▶ **TRY IT**
The copy you produce must repeat each record exactly and contain no pictures.

[Natural-language object grounding data]
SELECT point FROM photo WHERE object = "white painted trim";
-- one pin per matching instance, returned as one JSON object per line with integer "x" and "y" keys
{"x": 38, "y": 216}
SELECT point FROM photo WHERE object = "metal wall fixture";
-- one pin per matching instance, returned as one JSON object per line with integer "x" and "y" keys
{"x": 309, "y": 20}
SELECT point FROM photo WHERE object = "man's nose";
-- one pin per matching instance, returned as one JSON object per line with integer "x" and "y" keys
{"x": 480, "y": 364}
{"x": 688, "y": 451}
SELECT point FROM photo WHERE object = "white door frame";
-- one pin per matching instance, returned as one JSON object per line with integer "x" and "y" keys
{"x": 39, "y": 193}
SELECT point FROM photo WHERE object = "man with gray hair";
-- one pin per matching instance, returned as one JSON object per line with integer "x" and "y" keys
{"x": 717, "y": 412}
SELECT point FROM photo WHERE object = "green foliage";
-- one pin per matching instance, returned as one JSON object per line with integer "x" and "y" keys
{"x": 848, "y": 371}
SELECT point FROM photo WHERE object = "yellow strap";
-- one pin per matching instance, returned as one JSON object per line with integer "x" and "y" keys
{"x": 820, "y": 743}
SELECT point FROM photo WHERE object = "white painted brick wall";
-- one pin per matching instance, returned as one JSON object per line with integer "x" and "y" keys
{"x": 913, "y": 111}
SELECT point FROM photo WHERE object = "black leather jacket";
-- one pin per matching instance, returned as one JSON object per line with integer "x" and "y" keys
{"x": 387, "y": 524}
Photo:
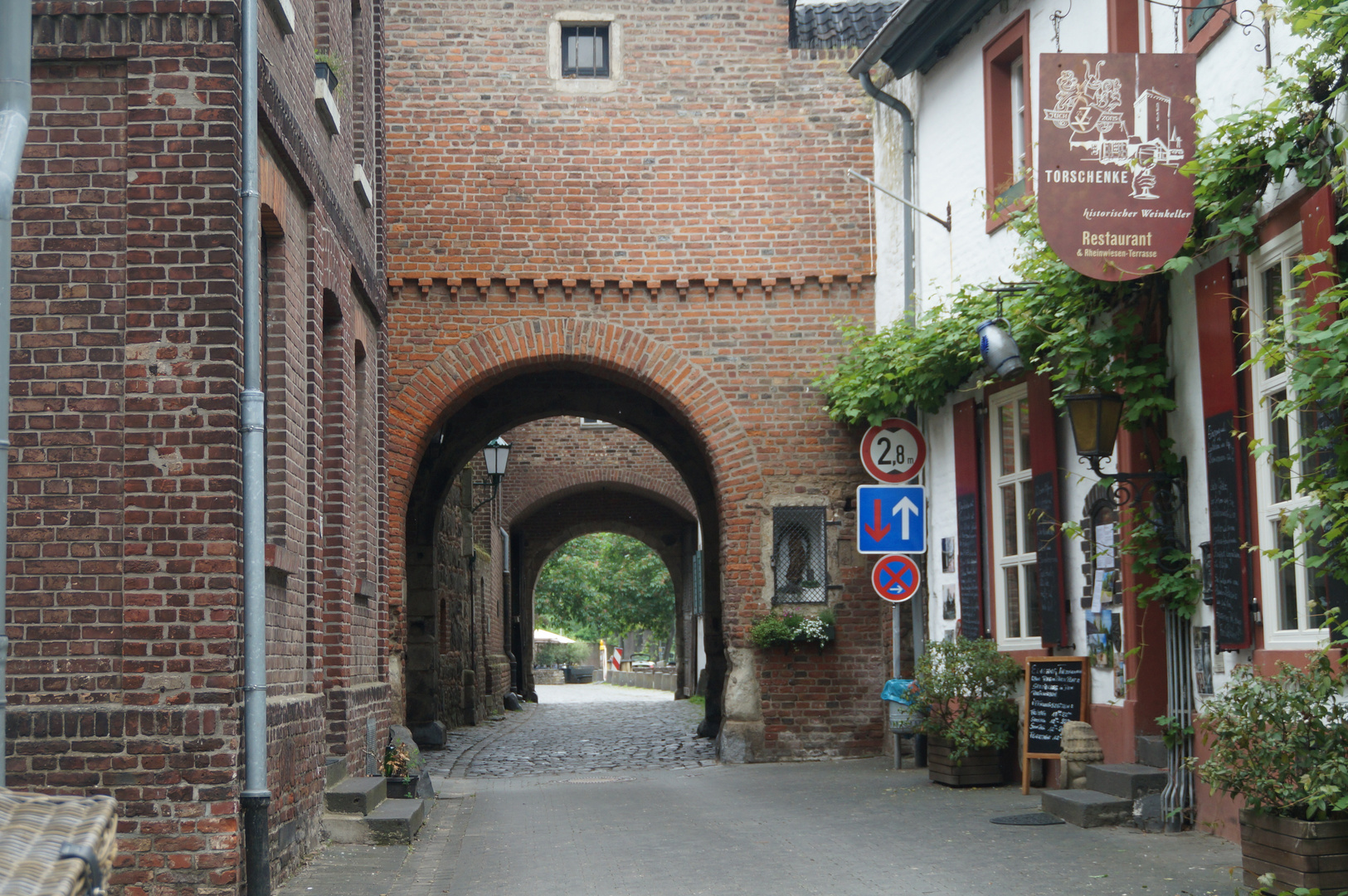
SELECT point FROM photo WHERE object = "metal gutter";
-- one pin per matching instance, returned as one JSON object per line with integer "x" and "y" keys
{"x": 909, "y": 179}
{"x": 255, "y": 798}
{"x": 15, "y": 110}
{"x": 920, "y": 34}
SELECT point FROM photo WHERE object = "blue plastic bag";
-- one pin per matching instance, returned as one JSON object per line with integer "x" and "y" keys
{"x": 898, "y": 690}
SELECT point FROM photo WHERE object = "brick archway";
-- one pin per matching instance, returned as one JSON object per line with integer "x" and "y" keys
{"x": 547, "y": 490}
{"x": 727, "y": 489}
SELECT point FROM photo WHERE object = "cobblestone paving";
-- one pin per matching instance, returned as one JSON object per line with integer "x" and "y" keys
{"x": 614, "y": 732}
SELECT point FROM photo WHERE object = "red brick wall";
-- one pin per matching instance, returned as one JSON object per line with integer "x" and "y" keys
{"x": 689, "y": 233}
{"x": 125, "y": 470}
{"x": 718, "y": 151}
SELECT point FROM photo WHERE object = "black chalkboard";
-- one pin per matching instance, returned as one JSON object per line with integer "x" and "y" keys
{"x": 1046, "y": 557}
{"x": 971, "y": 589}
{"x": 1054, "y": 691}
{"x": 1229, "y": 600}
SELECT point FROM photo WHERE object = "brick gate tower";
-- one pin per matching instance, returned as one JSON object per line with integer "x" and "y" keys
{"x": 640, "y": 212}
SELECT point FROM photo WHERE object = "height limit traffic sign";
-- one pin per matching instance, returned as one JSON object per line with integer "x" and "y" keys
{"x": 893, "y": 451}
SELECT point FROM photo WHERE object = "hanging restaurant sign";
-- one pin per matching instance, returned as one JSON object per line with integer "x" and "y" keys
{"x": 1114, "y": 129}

▶ **EXERCISE RESULT**
SELECT point FROM photo WHERE object = "white painted trim";
-- one pin per matching instance, returned as one JSON object per line with integer "x" and "y" keys
{"x": 38, "y": 216}
SELECT point FROM photo WHERE object = "metal wall fixture";
-- one pin per matching instance, returned as one JSON object per line with integer "x" and "y" keys
{"x": 309, "y": 20}
SELECT point FROM photo WHERE object = "man's nose";
-- one pin per matching instance, returned as one JSON object per line with integer "x" and "y" keys
{"x": 480, "y": 364}
{"x": 688, "y": 451}
SELECT point FROM photo WHERE object = "white door frame";
-- one pin per matching instance, returned as one JSON object per line with integer "x" and "y" keys
{"x": 39, "y": 193}
SELECT point FROM photo WHERE object = "man with gray hair";
-- one pin per matching instance, returned as one JSON object per line with integer "x" and "y" keys
{"x": 717, "y": 412}
SELECT point FROM photo WHERE object = "green foliage";
-- one pin per matching instance, returned as one JSON object per line with integer "x" and "y" keys
{"x": 848, "y": 371}
SELECT point FROM photo WHERE object = "yellow strap";
-- one pin per matching instance, returned as one JSON object per line with integer "x" and "y" keys
{"x": 820, "y": 743}
SELECT point FROM photo WHERE object = "white painted brick wall";
-- one pin per matching instance, returned as one JSON object per line with integer "x" and "y" keys
{"x": 913, "y": 111}
SELECT point FROM photo WHERE object = "black leather jacket";
-- one pin per matching instance, returned as one JSON object per line with integer "x" and "y" keys
{"x": 387, "y": 524}
Photo:
SELECT point FROM photo WHERE object = "metal gutter";
-- one pin per matching instance, returned as one JSON object per line with integer "x" and "y" keys
{"x": 909, "y": 179}
{"x": 255, "y": 798}
{"x": 15, "y": 110}
{"x": 920, "y": 34}
SELECT point FROM photo WHERE object = "blue plastic bag";
-- one pin per matching instance, returned as one JSON object per line with integer "x" and "y" keys
{"x": 898, "y": 690}
SELECT point FROM photo WHERE object = "brick archway";
-- one pin per matching instance, returned as one JSON object per line with integer "x" and "y" keys
{"x": 547, "y": 490}
{"x": 727, "y": 489}
SELECT point FROM photo WHERE object = "cobblestone paving";
-- one pin per matching instance, returned as one JSON object per line with integer "x" and "y" keys
{"x": 614, "y": 732}
SELECT point FROM photo WHERE object = "red brick wall";
-- one pin per matching instance, returned as one JSON object per line with integer "x" and "y" keys
{"x": 689, "y": 233}
{"x": 125, "y": 470}
{"x": 718, "y": 151}
SELECT point FROM photo WHERE object = "black chalkboard";
-- one pin per matching instance, returned as one JSON object per line with integer "x" and "y" keys
{"x": 1046, "y": 557}
{"x": 971, "y": 589}
{"x": 1054, "y": 691}
{"x": 1229, "y": 600}
SELECT point FROM photo WHERE object = "brick gate tower";
-- one pin per matching instance, returned as one JSON object per line with integer "x" and "y" keys
{"x": 640, "y": 212}
SELECT point FROM photo WHERE object = "height limit traffic sign";
-- one pin per matching instance, returned as one JSON object per line with integer "x" and "y" keys
{"x": 893, "y": 451}
SELECT point FROM photo WHERE object = "hanging restaurant sign";
-- one pin per matching instance, returned as one JSON object per line with integer "x" and "y" keys
{"x": 1114, "y": 129}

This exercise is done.